Every entry below should be returned exactly as it appears, with pictures left out.

*** Material to process ***

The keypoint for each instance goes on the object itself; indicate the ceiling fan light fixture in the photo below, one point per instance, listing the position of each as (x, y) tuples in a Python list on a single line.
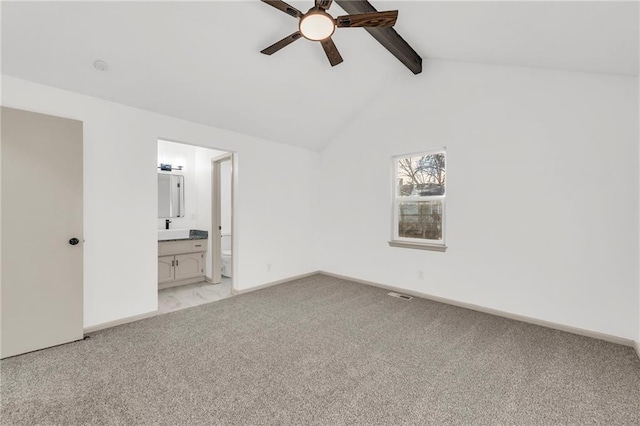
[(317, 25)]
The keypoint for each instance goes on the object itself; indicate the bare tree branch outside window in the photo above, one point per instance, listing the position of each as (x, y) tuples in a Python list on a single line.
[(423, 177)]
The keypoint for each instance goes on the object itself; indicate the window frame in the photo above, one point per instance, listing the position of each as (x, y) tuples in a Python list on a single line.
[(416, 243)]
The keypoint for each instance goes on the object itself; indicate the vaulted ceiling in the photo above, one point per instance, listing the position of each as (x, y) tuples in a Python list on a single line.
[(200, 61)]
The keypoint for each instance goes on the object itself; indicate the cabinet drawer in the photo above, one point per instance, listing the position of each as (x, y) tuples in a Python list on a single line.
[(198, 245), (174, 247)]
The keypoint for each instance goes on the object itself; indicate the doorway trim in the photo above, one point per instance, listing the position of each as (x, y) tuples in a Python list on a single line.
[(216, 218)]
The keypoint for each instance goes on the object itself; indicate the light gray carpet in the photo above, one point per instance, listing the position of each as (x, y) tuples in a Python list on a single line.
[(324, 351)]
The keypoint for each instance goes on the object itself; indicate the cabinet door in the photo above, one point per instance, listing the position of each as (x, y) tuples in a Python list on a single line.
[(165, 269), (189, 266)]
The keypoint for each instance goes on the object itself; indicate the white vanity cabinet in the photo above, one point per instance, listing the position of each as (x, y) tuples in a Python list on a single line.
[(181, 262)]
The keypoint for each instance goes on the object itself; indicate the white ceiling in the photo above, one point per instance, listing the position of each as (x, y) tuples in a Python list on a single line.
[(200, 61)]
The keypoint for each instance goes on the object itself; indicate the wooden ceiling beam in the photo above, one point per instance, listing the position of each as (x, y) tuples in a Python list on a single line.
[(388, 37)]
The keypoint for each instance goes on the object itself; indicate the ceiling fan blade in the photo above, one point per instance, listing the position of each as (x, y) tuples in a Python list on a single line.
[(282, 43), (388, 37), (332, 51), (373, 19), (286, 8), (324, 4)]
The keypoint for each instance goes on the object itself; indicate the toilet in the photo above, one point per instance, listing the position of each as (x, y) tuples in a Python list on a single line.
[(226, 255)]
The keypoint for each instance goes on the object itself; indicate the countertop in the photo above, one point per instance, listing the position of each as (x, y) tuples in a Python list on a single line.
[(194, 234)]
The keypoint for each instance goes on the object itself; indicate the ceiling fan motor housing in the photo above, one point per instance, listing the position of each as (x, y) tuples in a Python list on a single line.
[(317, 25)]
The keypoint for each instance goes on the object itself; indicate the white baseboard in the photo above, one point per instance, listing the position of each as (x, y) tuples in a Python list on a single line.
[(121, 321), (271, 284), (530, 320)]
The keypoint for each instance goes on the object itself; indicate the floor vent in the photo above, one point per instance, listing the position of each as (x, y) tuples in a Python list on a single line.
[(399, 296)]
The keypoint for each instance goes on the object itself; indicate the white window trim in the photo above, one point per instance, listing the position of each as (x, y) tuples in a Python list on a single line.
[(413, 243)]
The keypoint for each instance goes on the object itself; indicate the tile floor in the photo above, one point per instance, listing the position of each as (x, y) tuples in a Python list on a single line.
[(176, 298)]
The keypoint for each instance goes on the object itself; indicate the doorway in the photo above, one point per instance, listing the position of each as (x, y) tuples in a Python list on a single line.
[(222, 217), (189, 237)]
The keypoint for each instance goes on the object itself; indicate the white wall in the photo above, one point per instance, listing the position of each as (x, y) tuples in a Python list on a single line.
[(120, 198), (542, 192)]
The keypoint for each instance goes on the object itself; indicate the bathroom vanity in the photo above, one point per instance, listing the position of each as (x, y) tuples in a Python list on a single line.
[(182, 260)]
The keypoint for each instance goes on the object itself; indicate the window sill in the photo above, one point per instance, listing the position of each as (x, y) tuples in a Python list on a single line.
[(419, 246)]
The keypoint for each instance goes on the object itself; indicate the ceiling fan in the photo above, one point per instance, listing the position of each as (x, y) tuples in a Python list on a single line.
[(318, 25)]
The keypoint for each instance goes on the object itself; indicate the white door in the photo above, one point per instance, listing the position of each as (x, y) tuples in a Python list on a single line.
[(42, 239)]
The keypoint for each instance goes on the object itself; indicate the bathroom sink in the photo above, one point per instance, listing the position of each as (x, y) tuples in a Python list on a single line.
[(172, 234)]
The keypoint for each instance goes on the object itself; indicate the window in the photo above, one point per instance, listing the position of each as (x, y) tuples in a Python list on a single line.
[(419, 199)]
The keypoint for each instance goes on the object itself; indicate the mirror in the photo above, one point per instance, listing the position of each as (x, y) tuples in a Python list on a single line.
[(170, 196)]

*** End of Material to process ***

_Answer section_
The keypoint for each instance goes on the object itself; indicate the ceiling fan light fixture in the photo below, one point per instance, listing the position of each as (x, y) tuples in a Python list on a single line.
[(317, 25)]
The keypoint for each instance goes on the object itself; indicate the bare tree branch outside window in the photo above, one point per instance, listing the position of each as (x, y) tuples in a Python list on a single line.
[(423, 177)]
The keypoint for each instance goes on the object itself; indicate the window frame in the photo above, one point per instance, listing the position of each as (x, y) tuples in a Python list on a single line.
[(416, 243)]
The keypoint for each instance goes on the object itself; indicate the vaulted ceiling in the photo above, one point per instance, listing the position of each as (x, y) tuples in a Python list on a single line.
[(200, 61)]
The keypoint for each instance goes on the object itself; indicate the cabinet drawer in the photo above, one point per instance, listing the position of each as (x, y) tuples in a Python list on a single line.
[(198, 245), (174, 247)]
The keypoint for each instance goes on the object itself; indicate the doorway trim in the photo above, one point per instance, listing the position of each as (x, y) tuples in a Python list on a single line.
[(216, 218)]
The keypoint for each instance goes on the object itself; indicate the light gray carpet in the photo above, one point per instance, listing the position of each as (x, y) tuples in a Python list on a single line.
[(324, 351)]
The keypoint for each instance goes on the object itself; indicate the cabinet door in the photo above, one point per instance, listing the position of each as (x, y) tuples in a Python list on a single line.
[(165, 269), (189, 266)]
The keypoint for each instance goes on the object itself; indicate the white vanity cabinet in the photo above, one point per instance, listing the position of each as (x, y) tuples in a Python list on a single line.
[(181, 262)]
The keypoint for each instance goes on the object itself; indicate the white ceiling in the photo above, one point per instance, listing the position of each as (x, y) tuples in a Python list on a single line.
[(200, 61)]
The keypoint for each instance goes on the object itself; indicate the wooden ceiling beam in the photo above, one point per instance, listing the position of each as (x, y) tuples in a Python list on a single line.
[(388, 37)]
The keypoint for each instance goes on the object itself; indicate the ceiling fan blade in the photo above, one point per instance, listing the position of each as (x, y) tuples in a Python list on a single line.
[(282, 43), (388, 37), (332, 51), (373, 19), (286, 8), (324, 4)]
The keypoint for each instance goes on the object itself; indicate the toilet in the photo above, one point per instance, listing the position of each as (x, y) tuples in a Python list on a single line.
[(226, 255)]
The keypoint for each instance goes on the object itself; indicate the countertop in the photo above, one point per instance, listing the position of each as (x, y) tuples in a Python list on a single line.
[(194, 234)]
The keypoint for each instance goes on the object itself; indicate the ceiling fan motor housing in the photo above, one point per instance, listing the position of each as (x, y) tuples in a Python list on a single line.
[(317, 25)]
The keypoint for each instance goes on the object itself; indicate the white baseboard in the photo above, one point per instance, listing the position of each as (x, y) tuples in a Python list on a single line.
[(121, 321), (271, 284), (530, 320)]
The keypoint for each instance goes on the object itself; indicate the floor vent in the photo above, one point per instance, listing the position of each as (x, y) tuples in a Python list on a single line.
[(399, 296)]
The keypoint for each instance goes on the object itself; indicate the white window trim in the photo above, one point per instance, listing the position of each as (x, y) tuples in a Python list on a single line.
[(413, 243)]
The keypoint for each instance goes on the object itself; indicate the tile floor in the photo above, one point per instance, listing the position of each as (x, y) tuples in a Python list on a single line.
[(176, 298)]
The keypoint for each instance goes on the object itself; indicate the doorway in the photo above, one point per instance, listing the position of each as (x, y) tuples in a Python list on a single line.
[(222, 217), (189, 237)]
The keypoint for each instance goes on the object itself; indicate the white wall in the photo above, one point per instance, listing the position of each as (x, y) tuples in a Python list on a single line.
[(120, 198), (542, 192)]
The keypoint for each instance goes on the object itself; indicate the bathroom vanity in the photo above, one point per instance, listing the position of each as (x, y) tuples in a Python list on a single line.
[(182, 260)]
The keypoint for each instance goes on the object itself; indicate the window sill in the photo above, one point per instance, listing the position of each as (x, y) tuples in a Python list on a single line.
[(419, 246)]
The keypoint for each instance goes on the object itself; indicate the ceiling fan in the photo above, one point per instance, listing the position of each as (x, y) tuples in a Python list on a single line.
[(318, 25)]
The keypoint for each instance goes on the object itself; indicate the white door in the photo above, one point per instance, listing the position of each as (x, y) tuples in a Python list on a single line.
[(42, 239)]
The keypoint for each instance goes on the object itself; indicate the bathroom sink in the photo above, one point per instance, listing the position of each as (x, y) tuples in a Python list on a single line.
[(172, 234)]
The keypoint for each instance goes on the object itself; indicate the window in the photo above, one point per instance, listing the position of each as (x, y) tuples in a Python list on a single line.
[(419, 199)]
The keypoint for each instance goes on the object itself; indicate the mirror in the photo above, one point per instance, listing the position of each as (x, y) tuples in a Python list on a single line.
[(170, 196)]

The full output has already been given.